## Supplied text
Construction of two more facilities of equal size is expected within three years, which would push the total to 210,000 square feet, said Tom Russell, president of Pacific International Marketing.
Moreover, Pure Pacific Organics LLC — owned by Pacific International Marketing — already is implementing plans to double capacity on its 30,000 square-foot processing plant that opened May 1 in Gonzales, Calif.
“We’ve just signed a contract because it’s overflowing,” Russell said of the Gonzales site. “We realized within days we were plugged to the gunnels. We’re going to try to work weekends and double its size over the course of the summer.”
The former Central City Cooling site, now vacated, held about 45,000 produce packages. Capacity at the new site, which opened June 10 on a 40-acre property adjoining OSR’s ranch, is 110,000 packages, Russell said.
Rising demand and outmoded equipment at the old site prompted the construction. Much of the demand is coming from berry grower-shipper Driscoll’s.

## What is asked
- 1) In the article on the facility expansion, on what date did the new site open?
- 2) Please change "processing plant" to "packing facility" in the article on the facility expansion, then give the part from "Moreover, Pure Pacific" to "in Gonzales, Calif." with that change.

## Extracted entries
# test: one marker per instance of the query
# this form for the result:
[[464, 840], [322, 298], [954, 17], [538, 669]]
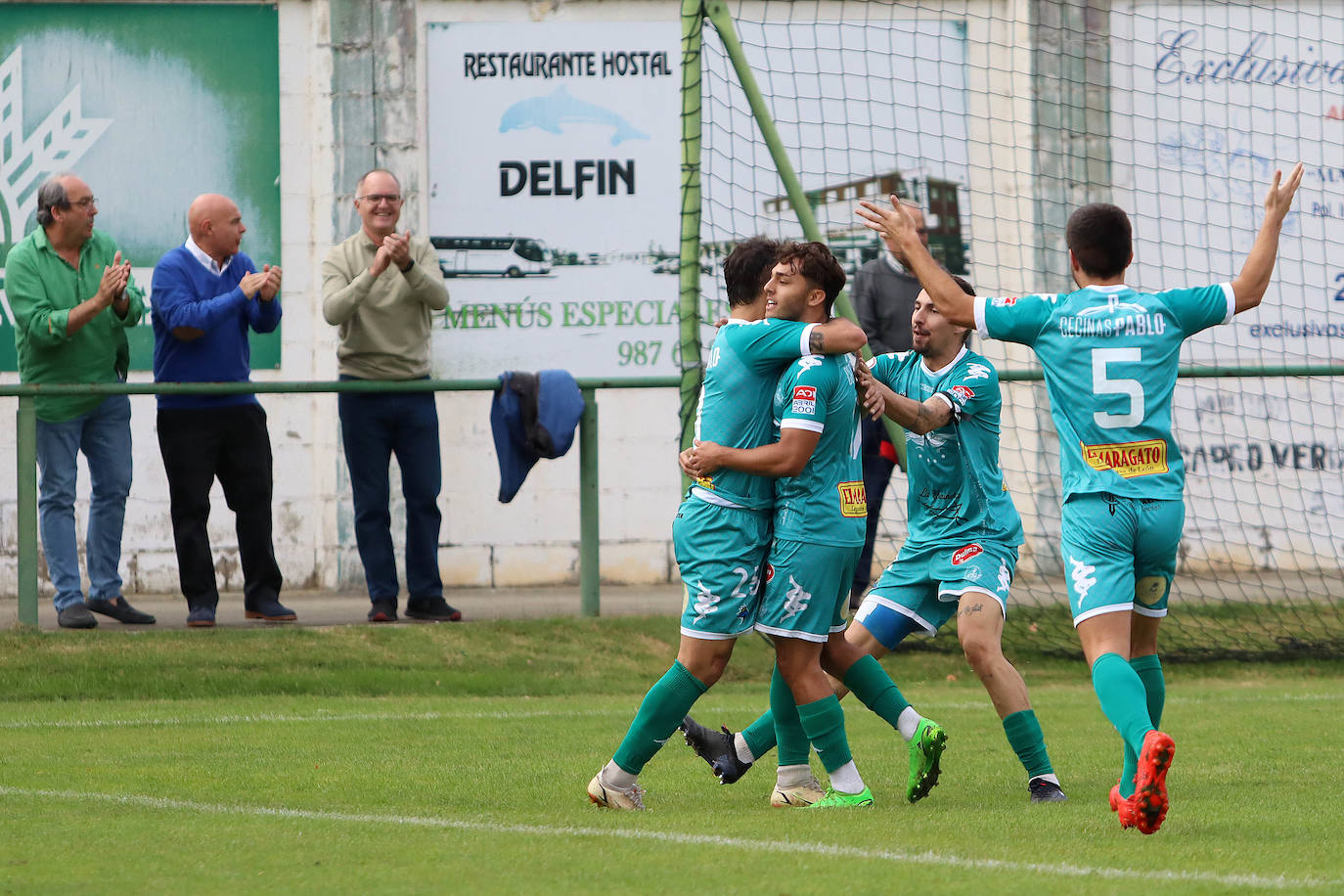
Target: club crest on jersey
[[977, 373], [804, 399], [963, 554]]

--

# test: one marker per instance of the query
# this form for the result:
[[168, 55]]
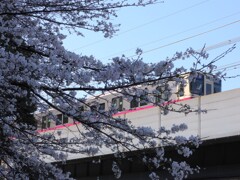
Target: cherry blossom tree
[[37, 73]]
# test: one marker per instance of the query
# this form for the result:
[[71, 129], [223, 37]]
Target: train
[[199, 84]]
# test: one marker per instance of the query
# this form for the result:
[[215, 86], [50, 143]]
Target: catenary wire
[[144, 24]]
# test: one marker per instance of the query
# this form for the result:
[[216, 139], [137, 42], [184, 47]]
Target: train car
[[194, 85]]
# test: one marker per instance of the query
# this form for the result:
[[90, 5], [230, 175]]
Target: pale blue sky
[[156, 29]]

## Results for the exercise
- 1) June 10

- 2)
Moreover, Pure Pacific Organics LLC — owned by Pacific International Marketing — already is implementing plans to double capacity on its 30,000 square-foot packing facility that opened May 1 in Gonzales, Calif.